__AIM OF THE EXERCISE__: Print every record below exactly as it stands.

Segment Open

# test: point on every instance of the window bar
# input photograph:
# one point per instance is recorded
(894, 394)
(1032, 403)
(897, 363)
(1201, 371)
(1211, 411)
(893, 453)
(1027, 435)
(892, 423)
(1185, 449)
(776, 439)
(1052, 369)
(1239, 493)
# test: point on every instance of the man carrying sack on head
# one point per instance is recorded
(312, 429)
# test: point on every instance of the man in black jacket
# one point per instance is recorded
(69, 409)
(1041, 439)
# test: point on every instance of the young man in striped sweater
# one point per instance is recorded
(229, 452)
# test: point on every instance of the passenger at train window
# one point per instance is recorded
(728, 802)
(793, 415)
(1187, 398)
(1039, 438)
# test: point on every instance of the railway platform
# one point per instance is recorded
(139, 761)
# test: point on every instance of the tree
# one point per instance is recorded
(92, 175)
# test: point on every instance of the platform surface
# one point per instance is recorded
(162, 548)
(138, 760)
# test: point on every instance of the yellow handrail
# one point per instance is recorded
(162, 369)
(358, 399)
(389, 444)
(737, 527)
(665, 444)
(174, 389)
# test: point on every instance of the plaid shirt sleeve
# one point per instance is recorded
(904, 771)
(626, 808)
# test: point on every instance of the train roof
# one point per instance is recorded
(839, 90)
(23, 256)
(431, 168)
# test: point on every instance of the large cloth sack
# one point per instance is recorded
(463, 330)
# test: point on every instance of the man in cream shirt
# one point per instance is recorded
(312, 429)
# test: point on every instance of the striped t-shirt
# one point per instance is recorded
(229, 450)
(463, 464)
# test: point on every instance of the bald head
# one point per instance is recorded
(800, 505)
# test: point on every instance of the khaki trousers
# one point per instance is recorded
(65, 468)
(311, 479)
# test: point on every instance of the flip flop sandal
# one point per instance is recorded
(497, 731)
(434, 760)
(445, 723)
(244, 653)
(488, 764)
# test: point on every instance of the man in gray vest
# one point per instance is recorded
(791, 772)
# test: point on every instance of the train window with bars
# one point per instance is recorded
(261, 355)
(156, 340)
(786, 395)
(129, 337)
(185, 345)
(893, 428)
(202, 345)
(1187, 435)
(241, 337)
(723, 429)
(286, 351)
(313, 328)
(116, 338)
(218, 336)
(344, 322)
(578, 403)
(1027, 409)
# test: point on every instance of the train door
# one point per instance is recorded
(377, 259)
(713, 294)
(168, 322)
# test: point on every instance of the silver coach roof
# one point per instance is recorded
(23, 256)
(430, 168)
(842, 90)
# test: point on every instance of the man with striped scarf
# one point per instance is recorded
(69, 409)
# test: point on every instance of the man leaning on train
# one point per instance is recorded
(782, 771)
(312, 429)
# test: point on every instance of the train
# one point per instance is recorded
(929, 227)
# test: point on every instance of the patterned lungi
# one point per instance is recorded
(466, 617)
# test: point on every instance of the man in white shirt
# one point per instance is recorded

Segment Closed

__RESULT FOR THIS TASK__:
# test: point on every instance of the window bar
# input photograph:
# one point per instance is recorded
(894, 394)
(1032, 403)
(897, 363)
(1201, 371)
(1211, 411)
(893, 453)
(1027, 435)
(892, 423)
(1185, 449)
(776, 439)
(1052, 369)
(1239, 493)
# test: point on every instance of the man carrying sack on head
# one point per instance is recorded
(312, 429)
# test: point on every instance of the man in black jacket
# one point per instance is recorded
(69, 409)
(1041, 439)
# test: point on every instance of the young man in striped sweater
# one point per instance is recorded
(229, 452)
# test: point on every instance of the passenger at train window
# one point per instance is recorded
(728, 802)
(793, 415)
(1187, 398)
(1039, 438)
# test: point on every instance of the railway platform
# one point per instance is recorded
(139, 761)
# test: point on every instance of the tree
# one point per instance is recorded
(92, 175)
# test: point on every instance of the platform surface
# one point per instance is recorded
(162, 548)
(138, 760)
# test: point on every instance of the yellow handrail
# one point per instance is recorded
(162, 369)
(358, 399)
(389, 444)
(737, 527)
(665, 444)
(174, 389)
# test: point on every instance of the plaid shirt sleeve
# one point per instance is recorded
(904, 771)
(626, 808)
# test: point on every instance of the train roof
# one point per instance is recorded
(839, 90)
(23, 256)
(431, 168)
# test: point on every instance of the large cloth sack
# one point per instance is recorded
(463, 330)
# test: point on every instance of the man in cream shirt
# one point per instance is recorded
(312, 429)
# test: point on every instance of the striped t-shirt
# one point per instance is recorded
(229, 450)
(463, 464)
# test: point on every instance of the bald head
# one point per instance is recorded
(800, 505)
# test: point on every instance of the khaki trousers
# one point per instance is recorded
(65, 468)
(311, 479)
# test: point on every instance of the flip flop sandal
# one point per instance is recorded
(497, 731)
(434, 760)
(445, 723)
(244, 653)
(488, 764)
# test: point on every instance of the man in gray vest
# one point per instance is recorded
(791, 772)
# test: point on every instance of the train window with bars
# one point per instance is recorded
(261, 355)
(156, 340)
(786, 395)
(129, 337)
(185, 345)
(893, 428)
(202, 345)
(1187, 435)
(241, 337)
(723, 429)
(286, 351)
(313, 328)
(116, 338)
(218, 336)
(344, 322)
(578, 403)
(1027, 409)
# test: point on every instance of the train door
# one point per instance is recorded
(377, 259)
(713, 294)
(168, 322)
# test: point on every instance of the silver coach roof
# one point per instance is recorded
(23, 256)
(430, 168)
(842, 90)
# test: point on every instance of the man with striped scarf
# one point per instance is recorded
(69, 409)
# test: point on every instance of the man leaning on train
# one point per instance is recorded
(782, 771)
(312, 429)
# test: point on every instance of the train
# one point per instance is recorded
(929, 227)
# test: point on every instance of the patterned lungi
# one point per instance is recorded
(466, 617)
# test: point on every instance of the man in white shirt
# one point per instance is recorded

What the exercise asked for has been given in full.